| Stated exercise |
Transcribe the lines of the records starting with the one that has "In this exercise you will label the green tree" in it and ending with the last, and transcribe nothing else.
>>>>
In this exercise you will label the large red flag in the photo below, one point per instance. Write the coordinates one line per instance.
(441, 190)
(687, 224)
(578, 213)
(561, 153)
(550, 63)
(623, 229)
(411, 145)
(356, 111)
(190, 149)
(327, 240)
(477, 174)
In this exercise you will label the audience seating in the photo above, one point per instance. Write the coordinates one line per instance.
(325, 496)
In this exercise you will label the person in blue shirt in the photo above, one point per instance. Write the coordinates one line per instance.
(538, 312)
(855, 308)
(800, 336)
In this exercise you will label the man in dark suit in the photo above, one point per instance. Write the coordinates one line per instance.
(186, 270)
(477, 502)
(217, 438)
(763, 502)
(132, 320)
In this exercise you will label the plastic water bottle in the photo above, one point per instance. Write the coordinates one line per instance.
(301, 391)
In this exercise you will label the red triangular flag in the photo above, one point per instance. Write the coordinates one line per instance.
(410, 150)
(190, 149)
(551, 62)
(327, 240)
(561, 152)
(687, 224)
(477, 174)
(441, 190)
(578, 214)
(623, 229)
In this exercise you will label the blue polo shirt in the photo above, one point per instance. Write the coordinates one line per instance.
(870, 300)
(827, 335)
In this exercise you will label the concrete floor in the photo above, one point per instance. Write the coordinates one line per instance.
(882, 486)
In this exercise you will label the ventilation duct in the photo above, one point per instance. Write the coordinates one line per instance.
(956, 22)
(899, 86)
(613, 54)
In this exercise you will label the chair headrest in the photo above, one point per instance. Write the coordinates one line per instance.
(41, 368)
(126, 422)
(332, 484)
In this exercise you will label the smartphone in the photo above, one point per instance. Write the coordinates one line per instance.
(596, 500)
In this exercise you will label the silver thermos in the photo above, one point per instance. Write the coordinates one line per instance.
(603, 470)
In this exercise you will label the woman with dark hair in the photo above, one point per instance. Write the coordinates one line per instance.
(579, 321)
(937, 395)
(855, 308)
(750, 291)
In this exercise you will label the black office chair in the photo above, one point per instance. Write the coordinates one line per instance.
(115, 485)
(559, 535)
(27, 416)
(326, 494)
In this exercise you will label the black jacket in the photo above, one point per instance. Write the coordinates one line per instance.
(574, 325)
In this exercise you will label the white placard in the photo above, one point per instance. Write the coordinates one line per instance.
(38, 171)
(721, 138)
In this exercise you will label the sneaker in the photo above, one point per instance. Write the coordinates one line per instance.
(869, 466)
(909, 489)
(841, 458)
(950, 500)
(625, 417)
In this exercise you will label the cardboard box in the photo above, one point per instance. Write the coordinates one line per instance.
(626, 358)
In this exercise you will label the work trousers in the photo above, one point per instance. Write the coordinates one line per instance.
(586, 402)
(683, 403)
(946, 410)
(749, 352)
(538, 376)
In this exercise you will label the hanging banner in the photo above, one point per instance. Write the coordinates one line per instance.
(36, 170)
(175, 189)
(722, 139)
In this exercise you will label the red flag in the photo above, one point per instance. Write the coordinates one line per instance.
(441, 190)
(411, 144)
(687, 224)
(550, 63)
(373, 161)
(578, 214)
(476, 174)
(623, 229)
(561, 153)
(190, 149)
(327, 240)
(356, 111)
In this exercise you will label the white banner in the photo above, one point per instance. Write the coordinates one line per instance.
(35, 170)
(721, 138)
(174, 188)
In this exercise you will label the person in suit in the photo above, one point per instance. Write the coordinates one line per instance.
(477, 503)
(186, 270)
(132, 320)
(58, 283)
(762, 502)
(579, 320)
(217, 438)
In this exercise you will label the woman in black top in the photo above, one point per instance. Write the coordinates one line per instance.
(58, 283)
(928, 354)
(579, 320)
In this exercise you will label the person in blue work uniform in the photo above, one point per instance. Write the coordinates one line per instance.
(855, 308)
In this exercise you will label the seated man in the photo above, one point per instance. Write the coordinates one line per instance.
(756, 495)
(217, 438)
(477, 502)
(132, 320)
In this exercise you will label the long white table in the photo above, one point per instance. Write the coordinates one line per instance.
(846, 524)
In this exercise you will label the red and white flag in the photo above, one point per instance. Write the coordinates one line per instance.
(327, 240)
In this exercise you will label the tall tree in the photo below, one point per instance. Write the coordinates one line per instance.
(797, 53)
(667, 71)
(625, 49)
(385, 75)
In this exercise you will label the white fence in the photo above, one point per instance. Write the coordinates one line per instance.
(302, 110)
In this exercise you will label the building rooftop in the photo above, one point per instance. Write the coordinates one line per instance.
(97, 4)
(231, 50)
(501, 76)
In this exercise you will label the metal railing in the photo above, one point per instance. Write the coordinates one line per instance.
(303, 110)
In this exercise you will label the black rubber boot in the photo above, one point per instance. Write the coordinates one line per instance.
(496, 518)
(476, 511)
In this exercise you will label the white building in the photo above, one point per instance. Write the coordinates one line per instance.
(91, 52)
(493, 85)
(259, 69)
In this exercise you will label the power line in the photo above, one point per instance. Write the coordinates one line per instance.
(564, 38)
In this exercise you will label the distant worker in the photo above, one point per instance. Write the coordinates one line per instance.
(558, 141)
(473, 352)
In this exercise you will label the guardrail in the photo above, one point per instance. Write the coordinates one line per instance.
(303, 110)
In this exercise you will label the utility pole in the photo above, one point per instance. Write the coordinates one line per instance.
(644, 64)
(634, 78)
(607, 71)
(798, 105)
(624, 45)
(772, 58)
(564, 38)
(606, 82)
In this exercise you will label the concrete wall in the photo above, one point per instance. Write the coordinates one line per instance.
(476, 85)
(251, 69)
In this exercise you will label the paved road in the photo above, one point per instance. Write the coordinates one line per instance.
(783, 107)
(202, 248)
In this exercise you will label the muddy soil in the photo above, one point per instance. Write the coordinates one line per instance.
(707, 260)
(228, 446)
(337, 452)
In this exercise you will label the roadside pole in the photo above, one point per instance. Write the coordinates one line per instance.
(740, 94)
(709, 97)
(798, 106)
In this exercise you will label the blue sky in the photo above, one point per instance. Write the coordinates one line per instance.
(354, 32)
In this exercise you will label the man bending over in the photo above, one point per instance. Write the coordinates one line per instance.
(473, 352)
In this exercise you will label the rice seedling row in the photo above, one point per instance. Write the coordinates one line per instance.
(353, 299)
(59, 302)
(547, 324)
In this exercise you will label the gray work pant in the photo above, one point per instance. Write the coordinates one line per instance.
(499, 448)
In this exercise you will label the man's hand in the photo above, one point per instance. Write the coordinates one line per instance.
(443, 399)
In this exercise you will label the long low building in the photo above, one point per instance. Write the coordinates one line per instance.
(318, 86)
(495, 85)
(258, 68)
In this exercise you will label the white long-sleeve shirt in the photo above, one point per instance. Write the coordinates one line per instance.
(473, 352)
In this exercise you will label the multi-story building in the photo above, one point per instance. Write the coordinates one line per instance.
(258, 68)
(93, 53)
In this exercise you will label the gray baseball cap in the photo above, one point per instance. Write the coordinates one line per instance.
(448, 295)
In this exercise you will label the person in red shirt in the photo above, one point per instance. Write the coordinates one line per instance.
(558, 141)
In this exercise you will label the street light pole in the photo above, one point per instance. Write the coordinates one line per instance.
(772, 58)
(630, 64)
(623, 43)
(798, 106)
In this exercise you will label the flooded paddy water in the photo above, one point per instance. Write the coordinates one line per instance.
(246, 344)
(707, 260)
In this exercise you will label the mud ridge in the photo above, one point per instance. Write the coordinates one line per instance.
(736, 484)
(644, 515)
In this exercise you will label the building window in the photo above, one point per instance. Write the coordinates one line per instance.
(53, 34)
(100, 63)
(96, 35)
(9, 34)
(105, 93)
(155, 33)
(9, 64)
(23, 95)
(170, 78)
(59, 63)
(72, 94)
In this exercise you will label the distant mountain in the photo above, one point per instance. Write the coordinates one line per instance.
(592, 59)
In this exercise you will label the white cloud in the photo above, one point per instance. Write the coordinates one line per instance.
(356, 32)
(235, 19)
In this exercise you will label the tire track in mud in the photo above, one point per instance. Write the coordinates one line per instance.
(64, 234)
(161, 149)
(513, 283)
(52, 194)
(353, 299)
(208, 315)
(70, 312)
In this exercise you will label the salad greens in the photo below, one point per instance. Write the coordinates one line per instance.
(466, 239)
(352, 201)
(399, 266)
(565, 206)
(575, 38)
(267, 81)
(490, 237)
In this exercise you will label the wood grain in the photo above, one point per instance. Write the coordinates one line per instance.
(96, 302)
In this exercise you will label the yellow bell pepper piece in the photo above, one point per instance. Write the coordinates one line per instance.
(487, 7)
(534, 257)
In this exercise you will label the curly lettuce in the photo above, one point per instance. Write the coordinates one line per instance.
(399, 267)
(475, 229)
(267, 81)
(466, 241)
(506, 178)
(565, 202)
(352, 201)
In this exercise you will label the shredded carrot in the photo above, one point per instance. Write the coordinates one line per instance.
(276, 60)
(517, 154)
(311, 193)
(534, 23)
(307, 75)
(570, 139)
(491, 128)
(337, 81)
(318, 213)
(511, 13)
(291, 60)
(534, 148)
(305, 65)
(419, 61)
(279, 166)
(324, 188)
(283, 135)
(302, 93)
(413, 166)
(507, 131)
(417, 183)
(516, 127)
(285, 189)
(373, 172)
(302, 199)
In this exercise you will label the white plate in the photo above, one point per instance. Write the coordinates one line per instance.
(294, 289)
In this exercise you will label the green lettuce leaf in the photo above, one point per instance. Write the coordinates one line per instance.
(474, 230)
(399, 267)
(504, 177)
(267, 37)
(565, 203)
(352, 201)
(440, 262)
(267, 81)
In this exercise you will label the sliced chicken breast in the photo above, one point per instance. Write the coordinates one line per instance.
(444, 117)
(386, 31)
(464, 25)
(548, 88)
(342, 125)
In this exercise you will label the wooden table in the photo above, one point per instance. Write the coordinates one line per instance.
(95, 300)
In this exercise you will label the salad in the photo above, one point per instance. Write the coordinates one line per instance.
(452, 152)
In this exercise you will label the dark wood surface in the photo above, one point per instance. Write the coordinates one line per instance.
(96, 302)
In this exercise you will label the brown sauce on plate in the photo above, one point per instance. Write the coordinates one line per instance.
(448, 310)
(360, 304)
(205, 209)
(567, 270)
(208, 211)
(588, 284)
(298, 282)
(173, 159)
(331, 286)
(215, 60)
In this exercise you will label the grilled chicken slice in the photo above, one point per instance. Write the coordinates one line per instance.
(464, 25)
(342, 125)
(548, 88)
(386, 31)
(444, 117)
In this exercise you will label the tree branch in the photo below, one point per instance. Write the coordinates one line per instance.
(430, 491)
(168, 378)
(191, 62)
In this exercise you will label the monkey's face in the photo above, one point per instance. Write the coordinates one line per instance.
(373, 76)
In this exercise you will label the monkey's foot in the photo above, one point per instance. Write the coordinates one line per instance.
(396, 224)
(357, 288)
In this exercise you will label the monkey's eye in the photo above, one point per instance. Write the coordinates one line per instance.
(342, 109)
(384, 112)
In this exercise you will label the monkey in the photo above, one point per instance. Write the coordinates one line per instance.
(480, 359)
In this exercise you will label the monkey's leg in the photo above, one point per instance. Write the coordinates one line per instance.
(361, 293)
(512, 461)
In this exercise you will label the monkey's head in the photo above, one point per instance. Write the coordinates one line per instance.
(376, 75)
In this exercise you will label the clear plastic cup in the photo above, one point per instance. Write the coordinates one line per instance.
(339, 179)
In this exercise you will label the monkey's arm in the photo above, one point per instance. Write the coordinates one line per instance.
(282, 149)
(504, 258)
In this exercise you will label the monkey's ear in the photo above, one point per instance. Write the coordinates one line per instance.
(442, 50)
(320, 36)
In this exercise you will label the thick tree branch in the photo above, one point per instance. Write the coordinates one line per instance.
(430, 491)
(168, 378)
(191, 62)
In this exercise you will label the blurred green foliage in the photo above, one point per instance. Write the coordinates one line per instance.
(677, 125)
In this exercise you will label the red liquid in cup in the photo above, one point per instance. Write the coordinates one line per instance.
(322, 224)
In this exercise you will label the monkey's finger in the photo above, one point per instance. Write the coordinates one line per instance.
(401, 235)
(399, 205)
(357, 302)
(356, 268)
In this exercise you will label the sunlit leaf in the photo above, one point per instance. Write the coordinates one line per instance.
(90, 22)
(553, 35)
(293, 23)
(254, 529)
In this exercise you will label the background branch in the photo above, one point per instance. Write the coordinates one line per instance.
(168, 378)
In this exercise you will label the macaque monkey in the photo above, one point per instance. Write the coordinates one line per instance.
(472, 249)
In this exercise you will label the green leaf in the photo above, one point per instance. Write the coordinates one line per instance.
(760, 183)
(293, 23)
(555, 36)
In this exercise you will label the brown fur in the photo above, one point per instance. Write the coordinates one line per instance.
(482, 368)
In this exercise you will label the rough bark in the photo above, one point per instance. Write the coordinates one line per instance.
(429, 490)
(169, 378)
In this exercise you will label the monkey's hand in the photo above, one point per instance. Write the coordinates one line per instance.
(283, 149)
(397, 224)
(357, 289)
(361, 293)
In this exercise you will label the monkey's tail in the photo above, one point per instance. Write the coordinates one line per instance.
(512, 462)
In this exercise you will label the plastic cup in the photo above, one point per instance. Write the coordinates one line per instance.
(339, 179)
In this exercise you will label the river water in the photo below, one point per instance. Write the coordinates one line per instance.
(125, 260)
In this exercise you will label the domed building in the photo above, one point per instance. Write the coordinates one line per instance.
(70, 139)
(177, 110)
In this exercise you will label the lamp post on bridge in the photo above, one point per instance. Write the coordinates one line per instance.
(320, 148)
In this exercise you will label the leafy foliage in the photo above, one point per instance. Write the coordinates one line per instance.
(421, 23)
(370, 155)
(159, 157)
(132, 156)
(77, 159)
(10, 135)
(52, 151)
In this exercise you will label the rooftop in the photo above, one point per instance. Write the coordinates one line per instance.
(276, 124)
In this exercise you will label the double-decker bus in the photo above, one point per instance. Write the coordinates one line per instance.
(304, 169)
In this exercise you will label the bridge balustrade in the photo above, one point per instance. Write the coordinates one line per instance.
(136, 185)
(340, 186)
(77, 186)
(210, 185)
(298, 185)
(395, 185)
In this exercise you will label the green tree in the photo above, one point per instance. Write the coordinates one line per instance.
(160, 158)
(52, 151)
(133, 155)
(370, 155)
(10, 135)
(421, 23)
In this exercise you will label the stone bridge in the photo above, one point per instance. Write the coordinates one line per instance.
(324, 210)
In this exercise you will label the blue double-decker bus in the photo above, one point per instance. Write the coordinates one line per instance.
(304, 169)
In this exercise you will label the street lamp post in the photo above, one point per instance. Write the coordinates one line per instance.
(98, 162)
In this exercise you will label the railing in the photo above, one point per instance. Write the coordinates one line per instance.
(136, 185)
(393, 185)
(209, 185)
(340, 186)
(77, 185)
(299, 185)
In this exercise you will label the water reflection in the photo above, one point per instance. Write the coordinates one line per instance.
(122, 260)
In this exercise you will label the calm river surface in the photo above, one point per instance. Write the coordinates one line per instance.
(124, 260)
<<<<
| Response for this exercise |
In this exercise you will label the green tree in the photo above, one point per instance. Write the coordinates one line per instance.
(160, 158)
(52, 151)
(133, 155)
(370, 155)
(10, 135)
(421, 23)
In this exercise you will label the stone bridge in the photo above, one point per instance. Write the coordinates one line per instance.
(324, 210)
In this exercise you will label the blue double-decker bus in the photo above, one point per instance. Write the coordinates one line per instance.
(304, 169)
In this exercise you will label the street lamp post in the photo above, one point per instance. Write the coordinates one line per instance.
(98, 162)
In this exercise you will label the railing in the photo above, one point per instance. Write the coordinates one line per instance.
(136, 185)
(393, 185)
(209, 185)
(340, 186)
(77, 185)
(299, 185)
In this exercise you will label the water reflection in the photo above, one point per instance. Write the coordinates one line per instance.
(122, 260)
In this exercise you will label the calm river surface in the photo above, one point per instance. Write the coordinates one line per instance.
(124, 260)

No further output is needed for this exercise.